*TASK OBJECTIVE*:
For the listing below, print exactly the lines from the line with "box: [433, 7, 497, 169]" to the line with "box: [4, 6, 354, 84]", both included, and nothing beyond them.

*SUPPLIED INFORMATION*:
↓↓↓
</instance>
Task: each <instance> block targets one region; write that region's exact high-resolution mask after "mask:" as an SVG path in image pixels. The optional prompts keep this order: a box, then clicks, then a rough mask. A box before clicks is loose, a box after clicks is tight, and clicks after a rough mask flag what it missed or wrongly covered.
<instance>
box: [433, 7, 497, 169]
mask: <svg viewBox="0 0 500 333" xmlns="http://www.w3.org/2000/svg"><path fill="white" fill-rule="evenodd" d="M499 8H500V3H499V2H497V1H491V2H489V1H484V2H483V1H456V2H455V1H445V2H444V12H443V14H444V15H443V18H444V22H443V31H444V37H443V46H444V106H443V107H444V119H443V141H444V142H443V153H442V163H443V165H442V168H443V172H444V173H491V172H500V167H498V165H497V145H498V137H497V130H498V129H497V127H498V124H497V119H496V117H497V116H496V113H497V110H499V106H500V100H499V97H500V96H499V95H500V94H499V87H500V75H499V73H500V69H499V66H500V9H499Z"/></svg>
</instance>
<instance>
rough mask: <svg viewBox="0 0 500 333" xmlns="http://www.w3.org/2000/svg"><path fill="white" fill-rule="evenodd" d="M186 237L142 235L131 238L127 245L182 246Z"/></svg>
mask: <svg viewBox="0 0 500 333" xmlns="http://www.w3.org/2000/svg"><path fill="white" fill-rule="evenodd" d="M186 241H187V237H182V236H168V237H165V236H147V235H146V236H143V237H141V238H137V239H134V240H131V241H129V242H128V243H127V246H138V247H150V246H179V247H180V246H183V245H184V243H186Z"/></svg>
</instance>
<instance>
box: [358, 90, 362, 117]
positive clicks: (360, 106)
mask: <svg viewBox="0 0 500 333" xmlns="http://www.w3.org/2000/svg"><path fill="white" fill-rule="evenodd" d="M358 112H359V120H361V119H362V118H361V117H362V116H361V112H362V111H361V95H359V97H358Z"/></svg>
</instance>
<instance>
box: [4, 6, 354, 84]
↑↑↑
↓↓↓
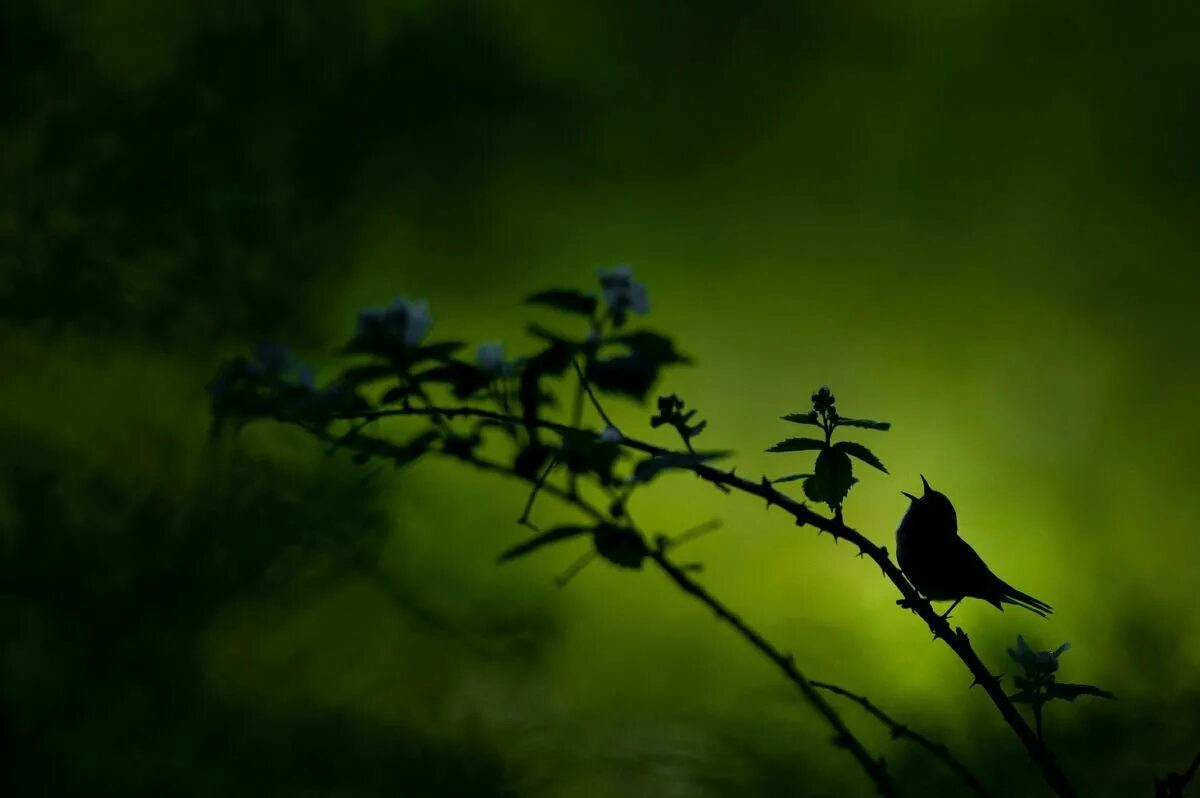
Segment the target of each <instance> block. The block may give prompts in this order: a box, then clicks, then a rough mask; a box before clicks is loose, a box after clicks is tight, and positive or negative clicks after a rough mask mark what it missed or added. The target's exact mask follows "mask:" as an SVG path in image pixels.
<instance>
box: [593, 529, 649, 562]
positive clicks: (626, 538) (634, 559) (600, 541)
↑↑↑
*RESPONSE AREA*:
box: [433, 7, 497, 169]
mask: <svg viewBox="0 0 500 333" xmlns="http://www.w3.org/2000/svg"><path fill="white" fill-rule="evenodd" d="M499 8H500V3H499V2H497V1H491V2H489V1H484V2H483V1H456V2H455V1H445V2H444V12H443V14H444V15H443V18H444V22H443V31H444V37H443V46H444V106H443V107H444V119H443V141H444V142H443V153H442V163H443V165H442V168H443V172H444V173H491V172H500V167H498V165H497V145H498V137H497V130H498V129H497V127H498V124H497V119H496V117H497V116H496V113H497V110H499V106H500V100H499V97H500V96H499V95H500V94H499V87H500V75H499V73H500V69H499V66H500V9H499Z"/></svg>
</instance>
<instance>
rough mask: <svg viewBox="0 0 500 333" xmlns="http://www.w3.org/2000/svg"><path fill="white" fill-rule="evenodd" d="M186 237L142 235L131 238L127 245L182 246Z"/></svg>
mask: <svg viewBox="0 0 500 333" xmlns="http://www.w3.org/2000/svg"><path fill="white" fill-rule="evenodd" d="M186 241H187V237H182V236H168V237H165V236H147V235H146V236H143V237H141V238H137V239H134V240H131V241H129V242H128V243H127V246H138V247H150V246H179V247H180V246H183V245H184V243H186Z"/></svg>
</instance>
<instance>
box: [358, 90, 362, 117]
positive clicks: (360, 106)
mask: <svg viewBox="0 0 500 333" xmlns="http://www.w3.org/2000/svg"><path fill="white" fill-rule="evenodd" d="M358 112H359V120H361V119H362V118H361V117H362V116H361V112H362V111H361V95H359V97H358Z"/></svg>
</instance>
<instance>
box: [4, 6, 354, 84]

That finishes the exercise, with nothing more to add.